Record excerpts
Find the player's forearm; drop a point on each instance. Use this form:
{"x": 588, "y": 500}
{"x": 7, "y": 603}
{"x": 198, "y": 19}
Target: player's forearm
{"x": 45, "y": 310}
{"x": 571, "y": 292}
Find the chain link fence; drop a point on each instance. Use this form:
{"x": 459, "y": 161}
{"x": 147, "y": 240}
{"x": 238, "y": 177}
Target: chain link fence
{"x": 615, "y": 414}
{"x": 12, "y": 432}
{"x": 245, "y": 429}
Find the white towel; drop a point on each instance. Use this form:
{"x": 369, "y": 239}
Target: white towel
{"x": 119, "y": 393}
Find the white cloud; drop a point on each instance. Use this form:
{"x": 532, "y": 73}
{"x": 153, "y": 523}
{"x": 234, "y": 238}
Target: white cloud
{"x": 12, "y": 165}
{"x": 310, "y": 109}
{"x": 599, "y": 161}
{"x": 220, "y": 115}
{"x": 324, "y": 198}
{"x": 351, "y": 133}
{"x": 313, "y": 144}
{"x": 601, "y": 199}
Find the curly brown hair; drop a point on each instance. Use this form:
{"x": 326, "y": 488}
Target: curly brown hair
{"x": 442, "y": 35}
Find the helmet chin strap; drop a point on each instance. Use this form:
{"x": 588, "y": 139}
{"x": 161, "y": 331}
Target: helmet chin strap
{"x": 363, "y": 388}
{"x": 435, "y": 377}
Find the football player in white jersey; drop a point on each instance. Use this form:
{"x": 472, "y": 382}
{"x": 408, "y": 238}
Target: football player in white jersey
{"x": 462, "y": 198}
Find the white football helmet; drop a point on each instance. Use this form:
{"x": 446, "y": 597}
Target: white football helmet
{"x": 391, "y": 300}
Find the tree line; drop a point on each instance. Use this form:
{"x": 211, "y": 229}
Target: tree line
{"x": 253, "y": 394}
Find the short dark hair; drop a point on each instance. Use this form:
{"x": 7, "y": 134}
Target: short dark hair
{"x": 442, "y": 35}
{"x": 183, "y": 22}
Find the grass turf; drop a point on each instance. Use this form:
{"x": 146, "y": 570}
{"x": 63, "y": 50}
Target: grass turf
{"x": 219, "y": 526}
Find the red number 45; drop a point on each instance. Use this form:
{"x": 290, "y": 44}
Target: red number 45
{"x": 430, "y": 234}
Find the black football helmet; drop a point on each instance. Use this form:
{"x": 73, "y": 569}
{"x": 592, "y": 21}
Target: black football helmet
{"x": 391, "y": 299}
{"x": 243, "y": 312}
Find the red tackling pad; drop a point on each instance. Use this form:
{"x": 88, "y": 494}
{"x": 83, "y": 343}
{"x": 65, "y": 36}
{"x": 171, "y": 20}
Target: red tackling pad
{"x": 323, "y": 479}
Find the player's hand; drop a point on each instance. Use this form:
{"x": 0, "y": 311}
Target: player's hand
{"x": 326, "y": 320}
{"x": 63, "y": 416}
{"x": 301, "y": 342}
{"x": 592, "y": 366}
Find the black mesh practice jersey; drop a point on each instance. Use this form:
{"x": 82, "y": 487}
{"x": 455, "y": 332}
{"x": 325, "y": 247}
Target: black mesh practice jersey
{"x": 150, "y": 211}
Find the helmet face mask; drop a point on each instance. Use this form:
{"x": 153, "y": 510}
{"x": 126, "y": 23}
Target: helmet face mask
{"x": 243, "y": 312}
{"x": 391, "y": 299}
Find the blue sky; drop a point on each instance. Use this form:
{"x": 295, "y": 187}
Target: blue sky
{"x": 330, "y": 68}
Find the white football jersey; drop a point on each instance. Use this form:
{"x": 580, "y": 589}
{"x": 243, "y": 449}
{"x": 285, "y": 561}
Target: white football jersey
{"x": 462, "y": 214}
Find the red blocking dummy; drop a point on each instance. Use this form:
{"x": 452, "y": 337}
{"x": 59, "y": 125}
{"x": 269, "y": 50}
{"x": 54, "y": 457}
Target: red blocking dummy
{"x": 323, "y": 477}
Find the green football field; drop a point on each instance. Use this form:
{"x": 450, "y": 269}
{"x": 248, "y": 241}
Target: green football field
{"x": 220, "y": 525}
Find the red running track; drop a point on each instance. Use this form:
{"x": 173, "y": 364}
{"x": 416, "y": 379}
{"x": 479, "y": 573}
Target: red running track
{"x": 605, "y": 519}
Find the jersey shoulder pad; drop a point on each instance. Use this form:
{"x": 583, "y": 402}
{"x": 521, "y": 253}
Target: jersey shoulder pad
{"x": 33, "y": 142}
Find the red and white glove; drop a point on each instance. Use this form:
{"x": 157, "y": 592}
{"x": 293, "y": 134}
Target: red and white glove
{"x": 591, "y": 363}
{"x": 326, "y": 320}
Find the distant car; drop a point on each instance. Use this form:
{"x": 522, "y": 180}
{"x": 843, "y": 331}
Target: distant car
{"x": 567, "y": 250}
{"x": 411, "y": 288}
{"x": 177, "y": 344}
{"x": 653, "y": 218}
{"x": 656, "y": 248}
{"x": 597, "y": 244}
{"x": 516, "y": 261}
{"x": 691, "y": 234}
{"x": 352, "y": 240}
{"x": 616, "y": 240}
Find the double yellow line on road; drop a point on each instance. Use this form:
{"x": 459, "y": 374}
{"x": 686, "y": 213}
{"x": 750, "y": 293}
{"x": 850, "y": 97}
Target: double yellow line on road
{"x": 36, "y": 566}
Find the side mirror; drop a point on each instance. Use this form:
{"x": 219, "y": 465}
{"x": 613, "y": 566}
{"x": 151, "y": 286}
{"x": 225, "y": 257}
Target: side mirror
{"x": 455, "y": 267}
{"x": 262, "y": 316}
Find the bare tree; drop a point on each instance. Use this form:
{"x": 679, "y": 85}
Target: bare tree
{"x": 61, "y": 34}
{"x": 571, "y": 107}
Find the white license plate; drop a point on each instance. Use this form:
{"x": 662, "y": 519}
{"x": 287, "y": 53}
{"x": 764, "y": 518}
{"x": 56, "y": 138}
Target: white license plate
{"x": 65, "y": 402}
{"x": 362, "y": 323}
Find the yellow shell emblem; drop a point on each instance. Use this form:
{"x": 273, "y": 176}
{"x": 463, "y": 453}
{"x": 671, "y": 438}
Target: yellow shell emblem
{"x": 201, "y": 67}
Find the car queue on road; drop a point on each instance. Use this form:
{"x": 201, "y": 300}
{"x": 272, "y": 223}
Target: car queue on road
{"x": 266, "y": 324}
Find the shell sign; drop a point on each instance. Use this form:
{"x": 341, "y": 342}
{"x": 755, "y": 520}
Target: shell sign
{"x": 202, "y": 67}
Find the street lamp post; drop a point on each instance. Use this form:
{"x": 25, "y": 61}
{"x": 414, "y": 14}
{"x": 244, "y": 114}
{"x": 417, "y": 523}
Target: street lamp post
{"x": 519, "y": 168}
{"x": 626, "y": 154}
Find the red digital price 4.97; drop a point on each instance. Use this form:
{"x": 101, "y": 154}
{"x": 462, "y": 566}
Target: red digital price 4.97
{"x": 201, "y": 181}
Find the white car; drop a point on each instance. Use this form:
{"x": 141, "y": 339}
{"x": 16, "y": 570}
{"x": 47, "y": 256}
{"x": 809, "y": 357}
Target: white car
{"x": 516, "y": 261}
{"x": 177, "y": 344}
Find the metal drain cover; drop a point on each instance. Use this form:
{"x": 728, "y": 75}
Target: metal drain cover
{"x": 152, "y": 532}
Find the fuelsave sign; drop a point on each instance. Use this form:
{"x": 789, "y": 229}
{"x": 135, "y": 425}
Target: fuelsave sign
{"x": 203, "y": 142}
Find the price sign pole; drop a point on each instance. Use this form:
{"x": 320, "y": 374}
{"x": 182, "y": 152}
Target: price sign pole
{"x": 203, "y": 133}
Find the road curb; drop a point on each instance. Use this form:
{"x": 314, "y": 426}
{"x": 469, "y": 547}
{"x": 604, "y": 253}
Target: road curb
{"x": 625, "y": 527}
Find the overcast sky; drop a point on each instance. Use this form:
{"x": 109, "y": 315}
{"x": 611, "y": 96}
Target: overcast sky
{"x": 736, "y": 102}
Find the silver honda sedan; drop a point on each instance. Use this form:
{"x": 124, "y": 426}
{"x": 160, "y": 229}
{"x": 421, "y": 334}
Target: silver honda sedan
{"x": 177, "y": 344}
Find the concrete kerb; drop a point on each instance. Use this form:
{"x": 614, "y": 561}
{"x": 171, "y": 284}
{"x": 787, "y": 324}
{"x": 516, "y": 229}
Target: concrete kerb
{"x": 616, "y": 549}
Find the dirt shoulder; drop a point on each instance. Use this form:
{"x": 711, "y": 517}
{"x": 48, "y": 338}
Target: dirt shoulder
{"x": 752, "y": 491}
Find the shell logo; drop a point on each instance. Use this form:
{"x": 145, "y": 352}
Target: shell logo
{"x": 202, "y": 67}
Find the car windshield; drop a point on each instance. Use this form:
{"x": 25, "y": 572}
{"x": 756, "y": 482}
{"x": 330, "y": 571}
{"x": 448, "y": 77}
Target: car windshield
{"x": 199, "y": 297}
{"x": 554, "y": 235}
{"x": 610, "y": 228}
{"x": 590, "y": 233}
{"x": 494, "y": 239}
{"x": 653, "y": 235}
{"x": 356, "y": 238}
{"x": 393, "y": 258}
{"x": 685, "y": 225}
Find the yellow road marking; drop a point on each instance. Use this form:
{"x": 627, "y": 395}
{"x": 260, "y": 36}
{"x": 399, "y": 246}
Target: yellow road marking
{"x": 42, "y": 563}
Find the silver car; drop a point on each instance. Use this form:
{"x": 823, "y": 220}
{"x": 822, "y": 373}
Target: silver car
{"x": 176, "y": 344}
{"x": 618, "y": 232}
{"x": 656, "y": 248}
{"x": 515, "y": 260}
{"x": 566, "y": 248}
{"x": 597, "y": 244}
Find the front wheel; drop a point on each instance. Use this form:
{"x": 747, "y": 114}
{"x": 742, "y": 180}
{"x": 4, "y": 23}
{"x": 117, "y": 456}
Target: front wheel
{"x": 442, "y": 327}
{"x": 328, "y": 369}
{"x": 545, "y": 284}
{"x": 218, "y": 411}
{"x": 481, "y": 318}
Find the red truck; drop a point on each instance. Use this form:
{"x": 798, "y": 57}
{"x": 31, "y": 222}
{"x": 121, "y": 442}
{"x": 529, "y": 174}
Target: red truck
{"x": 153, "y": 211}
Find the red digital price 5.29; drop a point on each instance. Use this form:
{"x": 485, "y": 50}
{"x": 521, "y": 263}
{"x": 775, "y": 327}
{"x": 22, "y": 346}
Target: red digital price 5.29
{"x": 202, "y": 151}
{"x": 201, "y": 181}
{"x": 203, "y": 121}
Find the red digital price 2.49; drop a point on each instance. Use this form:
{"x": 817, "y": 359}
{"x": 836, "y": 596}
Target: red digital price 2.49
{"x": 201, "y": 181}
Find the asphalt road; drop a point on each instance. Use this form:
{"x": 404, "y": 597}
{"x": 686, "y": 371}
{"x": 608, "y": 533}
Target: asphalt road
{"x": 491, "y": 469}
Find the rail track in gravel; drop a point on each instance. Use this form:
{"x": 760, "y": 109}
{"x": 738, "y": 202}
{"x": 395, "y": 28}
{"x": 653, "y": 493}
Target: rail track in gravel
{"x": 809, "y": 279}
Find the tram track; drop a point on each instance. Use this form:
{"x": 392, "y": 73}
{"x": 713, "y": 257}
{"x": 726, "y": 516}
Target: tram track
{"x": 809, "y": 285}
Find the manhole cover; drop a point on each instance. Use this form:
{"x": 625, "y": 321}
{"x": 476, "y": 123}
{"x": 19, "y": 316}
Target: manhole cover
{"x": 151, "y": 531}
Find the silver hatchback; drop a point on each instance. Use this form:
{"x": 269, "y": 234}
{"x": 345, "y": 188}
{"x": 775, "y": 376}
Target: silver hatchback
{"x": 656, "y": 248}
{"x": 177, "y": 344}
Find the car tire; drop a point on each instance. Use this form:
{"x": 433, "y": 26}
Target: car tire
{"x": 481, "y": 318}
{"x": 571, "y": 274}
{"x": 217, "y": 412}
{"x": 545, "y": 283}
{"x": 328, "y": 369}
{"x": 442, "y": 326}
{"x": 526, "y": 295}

Work instruction
Taking the material above, extract exactly and only the lines from the line with "Find the asphalt" to the line with "Find the tram", inclusive of both.

Answer area
Find the asphalt road; drop a point on each instance. Use this form:
{"x": 404, "y": 597}
{"x": 686, "y": 371}
{"x": 608, "y": 533}
Target: asphalt road
{"x": 491, "y": 469}
Find the rail track in gravel; drop a point on each instance. Use this form:
{"x": 760, "y": 109}
{"x": 738, "y": 202}
{"x": 395, "y": 28}
{"x": 653, "y": 493}
Target: rail track in gravel
{"x": 809, "y": 279}
Find the tram track; drop a point on each instance. Use this form:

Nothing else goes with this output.